→ Document extract
......

Wednesday, August 10, 2005

Jose Padilla: What Democrats Should be Asking Supreme Court Nominee John Roberts

Ever missing the obvious opportunity to exploit an unpopular Bush position, Democrats have been strangely reluctant to ask "originalist constructionalist" Roberts where he stands on the original Bill of Rights. The Supreme Court is NEARING A DECISION on the most important case in American history, because a bad decision will change what it means to be an American. Until Bush's war on terror, it was every American's right to be charged with a crime and tried by a civilian jury upon being arrested by the government. Meaning you can't just disappear American citizens, never to be heard from again.

Of course Bush wants us to trust him on who's a terrorist, the same way we trusted him that Saddam had WMD, that he was trying to obtain yellowcake uranium, and a thousand other lies. JOSE PADILLA was disappeared off the streets of Chicago by the feds in 2001 and almost 4 years later still sits in jail, incommunicado, without being charged with a crime, on the word of a president who wants us to trust him on everything. It's a trial balloon to see how sheep-like Americans will become in the face of a few terrorist punks. After all, that kind of power could come in mighty handy when some FBI whistleblower or some holier-than-thou accountant at the next ENRON decides he wants to make waves for his betters.

......

→ Data provided
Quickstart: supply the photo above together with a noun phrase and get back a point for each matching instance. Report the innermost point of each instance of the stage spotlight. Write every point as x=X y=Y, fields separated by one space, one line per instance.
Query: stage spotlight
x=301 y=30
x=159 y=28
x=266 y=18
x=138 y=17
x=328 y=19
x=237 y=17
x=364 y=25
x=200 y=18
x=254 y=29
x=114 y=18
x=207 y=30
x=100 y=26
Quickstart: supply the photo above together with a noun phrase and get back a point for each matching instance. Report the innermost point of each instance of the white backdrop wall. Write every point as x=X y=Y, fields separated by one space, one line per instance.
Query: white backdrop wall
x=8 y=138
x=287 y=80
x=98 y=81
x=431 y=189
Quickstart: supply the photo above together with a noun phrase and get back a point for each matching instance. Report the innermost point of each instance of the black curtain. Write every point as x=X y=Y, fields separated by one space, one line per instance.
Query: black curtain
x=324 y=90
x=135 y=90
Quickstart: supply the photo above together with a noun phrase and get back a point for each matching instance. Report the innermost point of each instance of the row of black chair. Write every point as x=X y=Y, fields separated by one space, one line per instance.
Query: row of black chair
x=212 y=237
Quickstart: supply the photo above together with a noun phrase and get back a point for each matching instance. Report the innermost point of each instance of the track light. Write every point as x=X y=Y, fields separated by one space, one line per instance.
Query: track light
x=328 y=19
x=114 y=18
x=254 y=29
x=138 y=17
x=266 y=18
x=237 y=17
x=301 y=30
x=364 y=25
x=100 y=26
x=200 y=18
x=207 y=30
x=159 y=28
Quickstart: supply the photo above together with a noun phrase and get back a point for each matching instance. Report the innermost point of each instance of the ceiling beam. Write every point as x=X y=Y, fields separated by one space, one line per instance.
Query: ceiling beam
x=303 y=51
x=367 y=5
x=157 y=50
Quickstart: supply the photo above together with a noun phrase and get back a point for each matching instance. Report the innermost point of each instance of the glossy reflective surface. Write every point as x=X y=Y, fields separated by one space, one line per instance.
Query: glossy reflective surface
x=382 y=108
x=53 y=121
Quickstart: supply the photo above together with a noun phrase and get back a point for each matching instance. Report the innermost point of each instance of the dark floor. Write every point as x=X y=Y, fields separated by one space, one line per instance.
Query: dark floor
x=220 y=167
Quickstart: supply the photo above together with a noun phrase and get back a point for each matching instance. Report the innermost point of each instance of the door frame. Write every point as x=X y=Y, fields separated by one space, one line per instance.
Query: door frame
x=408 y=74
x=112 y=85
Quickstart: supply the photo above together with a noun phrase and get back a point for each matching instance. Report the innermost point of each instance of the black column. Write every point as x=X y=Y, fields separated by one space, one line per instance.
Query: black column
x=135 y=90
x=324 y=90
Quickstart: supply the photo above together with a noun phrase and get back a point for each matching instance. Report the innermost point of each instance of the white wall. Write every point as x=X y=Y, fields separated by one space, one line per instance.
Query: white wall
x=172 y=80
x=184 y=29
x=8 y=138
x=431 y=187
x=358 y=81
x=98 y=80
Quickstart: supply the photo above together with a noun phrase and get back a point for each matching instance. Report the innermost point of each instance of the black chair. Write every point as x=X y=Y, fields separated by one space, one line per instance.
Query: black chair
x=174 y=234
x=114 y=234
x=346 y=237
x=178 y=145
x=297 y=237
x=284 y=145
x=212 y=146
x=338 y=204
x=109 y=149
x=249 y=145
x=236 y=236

......

→ Tasks to perform
- A) According to the post about Jose Padilla, where was Padilla picked up by federal agents?
- B) Extend the post about Jose Padilla beyond its final sentence.
The data come from a source separate from the post about Jose Padilla.

→ Responses for each task
- A) Off the streets of Chicago.

- B)
It's the ultimate arbitrary power: the power to make someone vanish. The Argentine Junta, Salvadoran death squads, and every other dictatorship worth its salt has used it against political opponents. Forget Valerie Plame, this is the strongest argument for the impeachment: Bush's failure to uphold his OATH OF OFFICE, which is "to the best of my ability, preserve, protect, and defend the Constitution of the United States." Period, end of oath, all she wrote.